*** Opening Selected excerpt ***

News Archives: Kelsi McInnes Found Her Calling
Wednesday, July 13th, 2016
Before Kelsi McInnes became a music therapist she first had to discover the profession existed.
It all started when Manning native was working in part-time respite care as a university student. Her client was a little girl with spinal muscular atrophy.
McInnes found it incredibly fulfilling to help improve the well-being of another human being. She was also noticing how important the presence of music had become in her life.
“I thought, ‘if only there was a way to combine these two, that would be amazing,’” she says.
So she enrolled at GPRC for a diploma of acoustic music with a major in voice performance. She planned to transfer to a combined music and education bachelor’s degree - a way to use music to impact people’s lives positively.
It was in a GPRC hallway where she heard the casual remark that changed her life.
She was chatting with another student, who mentioned music therapy. “My brain went ‘ding!’” says McInnes, “I thought, ‘wait, what is that?’”

*** Closing Selected excerpt ***

* Task prompt: Carry on the news article about Kelsi McInnes from its last sentence above, keeping its plain reporting style.

*** Opening Recorded data ***

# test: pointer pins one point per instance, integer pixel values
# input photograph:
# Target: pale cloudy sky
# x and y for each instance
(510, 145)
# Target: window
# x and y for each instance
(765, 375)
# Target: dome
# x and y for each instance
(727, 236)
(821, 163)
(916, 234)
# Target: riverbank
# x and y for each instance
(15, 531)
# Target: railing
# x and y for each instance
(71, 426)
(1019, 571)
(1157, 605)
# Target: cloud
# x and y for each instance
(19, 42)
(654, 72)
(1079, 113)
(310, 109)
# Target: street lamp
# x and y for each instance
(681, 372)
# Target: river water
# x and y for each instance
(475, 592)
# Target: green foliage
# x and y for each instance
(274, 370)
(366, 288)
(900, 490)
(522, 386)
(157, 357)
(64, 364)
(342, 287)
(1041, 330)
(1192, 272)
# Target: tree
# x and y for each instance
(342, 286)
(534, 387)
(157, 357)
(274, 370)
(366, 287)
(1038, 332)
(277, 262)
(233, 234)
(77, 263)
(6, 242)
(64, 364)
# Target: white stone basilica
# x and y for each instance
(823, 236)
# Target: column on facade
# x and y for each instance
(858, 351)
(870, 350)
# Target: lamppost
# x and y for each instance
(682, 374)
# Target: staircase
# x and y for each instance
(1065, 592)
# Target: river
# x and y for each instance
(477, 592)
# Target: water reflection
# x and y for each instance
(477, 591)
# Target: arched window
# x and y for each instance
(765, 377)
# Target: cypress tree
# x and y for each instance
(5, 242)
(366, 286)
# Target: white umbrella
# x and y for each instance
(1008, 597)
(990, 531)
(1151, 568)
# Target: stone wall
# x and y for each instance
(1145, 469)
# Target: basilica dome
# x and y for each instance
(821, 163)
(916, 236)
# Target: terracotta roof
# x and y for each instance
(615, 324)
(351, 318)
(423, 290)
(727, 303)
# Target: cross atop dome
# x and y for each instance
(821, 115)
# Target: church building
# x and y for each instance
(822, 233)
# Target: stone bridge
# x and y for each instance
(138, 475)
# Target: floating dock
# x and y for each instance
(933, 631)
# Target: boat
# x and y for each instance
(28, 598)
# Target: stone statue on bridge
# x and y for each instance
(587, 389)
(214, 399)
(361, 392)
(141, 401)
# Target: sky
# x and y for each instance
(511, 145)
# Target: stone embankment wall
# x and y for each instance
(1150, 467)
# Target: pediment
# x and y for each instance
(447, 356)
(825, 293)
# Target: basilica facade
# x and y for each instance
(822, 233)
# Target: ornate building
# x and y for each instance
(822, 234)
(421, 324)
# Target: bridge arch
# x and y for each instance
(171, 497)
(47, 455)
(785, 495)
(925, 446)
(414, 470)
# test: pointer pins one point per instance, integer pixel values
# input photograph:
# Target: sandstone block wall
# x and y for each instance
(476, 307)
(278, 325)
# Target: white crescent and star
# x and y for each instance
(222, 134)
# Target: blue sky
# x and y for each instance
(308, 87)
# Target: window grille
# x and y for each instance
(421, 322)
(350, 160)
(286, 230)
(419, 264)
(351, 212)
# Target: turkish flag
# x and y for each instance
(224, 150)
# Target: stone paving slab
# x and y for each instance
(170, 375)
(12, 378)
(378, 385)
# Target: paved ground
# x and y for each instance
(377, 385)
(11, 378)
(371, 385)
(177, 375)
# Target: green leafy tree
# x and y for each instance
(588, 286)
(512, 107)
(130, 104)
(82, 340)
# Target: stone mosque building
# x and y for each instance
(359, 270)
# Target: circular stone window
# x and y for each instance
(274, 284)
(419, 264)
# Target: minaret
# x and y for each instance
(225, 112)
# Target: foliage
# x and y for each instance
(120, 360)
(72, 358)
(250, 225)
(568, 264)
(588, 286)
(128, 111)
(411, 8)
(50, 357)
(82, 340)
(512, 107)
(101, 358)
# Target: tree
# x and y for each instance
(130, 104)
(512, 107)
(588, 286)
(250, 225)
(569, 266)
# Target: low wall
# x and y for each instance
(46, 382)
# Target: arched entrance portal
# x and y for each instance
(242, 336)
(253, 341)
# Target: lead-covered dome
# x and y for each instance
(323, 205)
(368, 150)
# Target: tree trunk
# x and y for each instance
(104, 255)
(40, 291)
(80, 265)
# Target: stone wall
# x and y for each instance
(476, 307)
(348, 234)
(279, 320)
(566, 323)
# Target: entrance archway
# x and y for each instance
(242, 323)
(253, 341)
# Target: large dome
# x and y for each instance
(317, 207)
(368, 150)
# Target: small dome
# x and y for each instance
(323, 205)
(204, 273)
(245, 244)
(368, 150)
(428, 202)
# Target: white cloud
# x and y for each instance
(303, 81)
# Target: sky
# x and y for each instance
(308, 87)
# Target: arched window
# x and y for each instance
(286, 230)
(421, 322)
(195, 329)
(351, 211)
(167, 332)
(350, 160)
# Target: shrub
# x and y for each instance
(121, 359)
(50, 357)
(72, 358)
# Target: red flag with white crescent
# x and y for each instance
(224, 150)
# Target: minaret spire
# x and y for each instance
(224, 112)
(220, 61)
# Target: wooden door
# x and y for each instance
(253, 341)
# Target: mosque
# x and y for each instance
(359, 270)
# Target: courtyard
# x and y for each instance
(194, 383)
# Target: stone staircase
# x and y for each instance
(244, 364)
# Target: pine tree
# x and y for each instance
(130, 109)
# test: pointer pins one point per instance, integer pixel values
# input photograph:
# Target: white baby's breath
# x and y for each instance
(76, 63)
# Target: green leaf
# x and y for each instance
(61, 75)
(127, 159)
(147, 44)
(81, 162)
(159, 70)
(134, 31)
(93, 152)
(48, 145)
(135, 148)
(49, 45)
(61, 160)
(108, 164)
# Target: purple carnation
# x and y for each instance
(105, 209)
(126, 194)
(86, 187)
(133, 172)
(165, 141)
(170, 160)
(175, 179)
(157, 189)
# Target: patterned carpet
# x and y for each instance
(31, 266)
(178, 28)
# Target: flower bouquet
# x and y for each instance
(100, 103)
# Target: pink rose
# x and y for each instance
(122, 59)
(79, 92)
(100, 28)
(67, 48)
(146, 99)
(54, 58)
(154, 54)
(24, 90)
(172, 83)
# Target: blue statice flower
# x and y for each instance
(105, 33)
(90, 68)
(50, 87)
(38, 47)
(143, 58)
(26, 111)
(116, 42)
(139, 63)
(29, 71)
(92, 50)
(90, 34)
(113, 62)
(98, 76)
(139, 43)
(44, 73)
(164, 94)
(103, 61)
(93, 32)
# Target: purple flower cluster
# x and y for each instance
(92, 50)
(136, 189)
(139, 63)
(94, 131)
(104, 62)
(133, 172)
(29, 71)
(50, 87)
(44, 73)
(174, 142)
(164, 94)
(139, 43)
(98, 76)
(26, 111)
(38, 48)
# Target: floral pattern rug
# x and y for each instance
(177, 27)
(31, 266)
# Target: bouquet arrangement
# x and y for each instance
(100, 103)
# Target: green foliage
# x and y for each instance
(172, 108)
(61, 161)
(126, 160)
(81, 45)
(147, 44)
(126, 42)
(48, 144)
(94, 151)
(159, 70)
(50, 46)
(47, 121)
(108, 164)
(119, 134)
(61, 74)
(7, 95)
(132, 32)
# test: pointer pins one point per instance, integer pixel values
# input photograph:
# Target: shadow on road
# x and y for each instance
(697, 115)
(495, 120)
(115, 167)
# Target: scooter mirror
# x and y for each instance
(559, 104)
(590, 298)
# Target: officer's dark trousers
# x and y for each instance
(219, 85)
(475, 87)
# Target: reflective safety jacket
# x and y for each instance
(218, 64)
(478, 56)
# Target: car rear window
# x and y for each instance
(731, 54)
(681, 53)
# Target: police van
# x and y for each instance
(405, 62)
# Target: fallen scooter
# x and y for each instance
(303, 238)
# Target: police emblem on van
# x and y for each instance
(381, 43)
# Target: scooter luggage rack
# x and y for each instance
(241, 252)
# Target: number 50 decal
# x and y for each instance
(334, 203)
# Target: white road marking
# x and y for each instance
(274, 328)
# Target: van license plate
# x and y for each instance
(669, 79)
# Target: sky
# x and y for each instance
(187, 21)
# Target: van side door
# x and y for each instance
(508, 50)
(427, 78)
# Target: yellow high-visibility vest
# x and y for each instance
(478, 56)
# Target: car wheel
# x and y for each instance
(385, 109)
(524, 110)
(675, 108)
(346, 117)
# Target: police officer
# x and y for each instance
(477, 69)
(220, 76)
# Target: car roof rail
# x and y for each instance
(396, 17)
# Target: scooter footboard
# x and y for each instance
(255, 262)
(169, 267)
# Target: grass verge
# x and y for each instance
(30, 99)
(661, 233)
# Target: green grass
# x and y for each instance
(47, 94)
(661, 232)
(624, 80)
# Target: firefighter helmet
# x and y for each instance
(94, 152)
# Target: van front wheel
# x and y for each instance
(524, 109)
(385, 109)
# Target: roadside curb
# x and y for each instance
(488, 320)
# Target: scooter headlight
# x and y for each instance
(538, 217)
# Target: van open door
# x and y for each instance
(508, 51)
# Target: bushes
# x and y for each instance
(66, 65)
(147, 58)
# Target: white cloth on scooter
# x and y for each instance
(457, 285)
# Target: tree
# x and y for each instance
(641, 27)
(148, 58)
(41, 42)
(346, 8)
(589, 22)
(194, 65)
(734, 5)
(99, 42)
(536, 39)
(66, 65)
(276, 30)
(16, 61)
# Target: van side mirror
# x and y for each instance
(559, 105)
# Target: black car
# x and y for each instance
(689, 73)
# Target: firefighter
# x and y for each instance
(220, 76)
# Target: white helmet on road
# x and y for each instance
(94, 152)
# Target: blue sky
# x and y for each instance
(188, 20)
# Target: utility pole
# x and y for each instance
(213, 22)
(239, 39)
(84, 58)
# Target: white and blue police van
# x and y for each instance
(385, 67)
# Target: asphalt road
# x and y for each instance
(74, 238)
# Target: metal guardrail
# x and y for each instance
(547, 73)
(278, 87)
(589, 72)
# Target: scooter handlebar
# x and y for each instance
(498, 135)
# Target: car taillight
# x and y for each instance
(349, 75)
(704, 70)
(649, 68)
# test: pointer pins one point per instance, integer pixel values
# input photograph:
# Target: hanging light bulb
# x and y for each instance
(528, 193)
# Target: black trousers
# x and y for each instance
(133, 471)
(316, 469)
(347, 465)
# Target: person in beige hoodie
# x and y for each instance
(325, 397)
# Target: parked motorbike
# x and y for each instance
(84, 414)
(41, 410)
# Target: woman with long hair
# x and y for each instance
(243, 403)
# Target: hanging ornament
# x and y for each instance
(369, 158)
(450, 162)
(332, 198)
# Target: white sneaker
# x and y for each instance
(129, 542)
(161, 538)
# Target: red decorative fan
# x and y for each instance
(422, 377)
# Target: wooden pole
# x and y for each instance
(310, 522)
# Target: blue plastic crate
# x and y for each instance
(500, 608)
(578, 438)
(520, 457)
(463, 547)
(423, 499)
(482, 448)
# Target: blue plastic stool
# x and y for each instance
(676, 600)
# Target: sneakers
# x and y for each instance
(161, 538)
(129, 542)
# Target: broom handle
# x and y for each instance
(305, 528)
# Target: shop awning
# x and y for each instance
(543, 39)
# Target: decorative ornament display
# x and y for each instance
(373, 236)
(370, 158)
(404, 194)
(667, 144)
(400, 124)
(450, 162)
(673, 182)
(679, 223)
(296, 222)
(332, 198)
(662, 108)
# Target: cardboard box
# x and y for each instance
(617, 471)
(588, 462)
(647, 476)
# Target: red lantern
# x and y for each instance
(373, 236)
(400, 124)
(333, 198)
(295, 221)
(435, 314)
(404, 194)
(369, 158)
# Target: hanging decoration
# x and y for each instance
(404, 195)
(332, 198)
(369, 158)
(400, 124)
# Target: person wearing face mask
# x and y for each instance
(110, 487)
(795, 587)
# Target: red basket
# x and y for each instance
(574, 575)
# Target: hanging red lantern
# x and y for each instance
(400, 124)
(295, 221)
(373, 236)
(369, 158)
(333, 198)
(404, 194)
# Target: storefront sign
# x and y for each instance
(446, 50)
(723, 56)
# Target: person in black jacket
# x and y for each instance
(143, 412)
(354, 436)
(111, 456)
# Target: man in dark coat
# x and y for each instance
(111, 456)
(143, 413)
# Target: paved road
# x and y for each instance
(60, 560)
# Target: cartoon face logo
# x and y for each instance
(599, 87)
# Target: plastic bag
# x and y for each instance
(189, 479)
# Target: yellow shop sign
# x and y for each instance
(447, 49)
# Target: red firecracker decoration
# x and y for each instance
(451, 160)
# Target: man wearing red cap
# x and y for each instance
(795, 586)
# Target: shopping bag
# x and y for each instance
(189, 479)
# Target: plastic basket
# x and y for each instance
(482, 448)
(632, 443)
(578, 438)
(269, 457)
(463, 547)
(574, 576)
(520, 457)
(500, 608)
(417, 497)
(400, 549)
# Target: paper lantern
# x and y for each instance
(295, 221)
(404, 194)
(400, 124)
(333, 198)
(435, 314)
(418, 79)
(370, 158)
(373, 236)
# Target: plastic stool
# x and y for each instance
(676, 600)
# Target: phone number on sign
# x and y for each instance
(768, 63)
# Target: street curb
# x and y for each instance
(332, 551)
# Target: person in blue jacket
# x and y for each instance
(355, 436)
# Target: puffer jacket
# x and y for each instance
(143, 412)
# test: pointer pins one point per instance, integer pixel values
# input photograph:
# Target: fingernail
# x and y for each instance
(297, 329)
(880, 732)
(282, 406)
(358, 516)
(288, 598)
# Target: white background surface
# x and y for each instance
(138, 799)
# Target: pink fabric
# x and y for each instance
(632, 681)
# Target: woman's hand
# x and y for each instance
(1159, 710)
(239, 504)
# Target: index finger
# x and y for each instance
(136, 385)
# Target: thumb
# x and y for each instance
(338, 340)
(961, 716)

*** Closing Recorded data ***

* Your response:
After some furious Googling, she had her answer. Obviously today it’s something she knows inside and out.
“Music therapy looks different for each client,” says McInnes, “but generally it is the therapeutic use of music and musical elements to stimulate neurological change and promote health and wellness.”
“It’s really endless: physical, cognitive, mental, spiritual, emotional: those are our domains that we are constantly thinking about when making goals with clients.”
Set on a new path, McInnes completed her GPRC diploma and transferred to a bachelor of music therapy at Capilano University.
Today she is Grande Prairie’s only accredited music therapist. She travels to different facilities each day for sessions with individuals and groups with her well-packed music bag in tow.
It looks different every time, depending on the goals she’s working towards with her clients. It could be singing, playing musical instruments, making up song lyrics, banging drums - whatever she feels will best reach her client that day.
Sharon Biggs, a GPRC Education alumnus, first encountered McInnes in 2015 when Biggs’ mother-in-law Norma was in advanced stages of dementia. The family decided to try music therapy.
“Kelsi sang favourite old songs and though Norma couldn’t put a sentence together, she would sing,” says Biggs. “The old Norma would seem to come back and she would be happy and smiling. It was amazing to see.”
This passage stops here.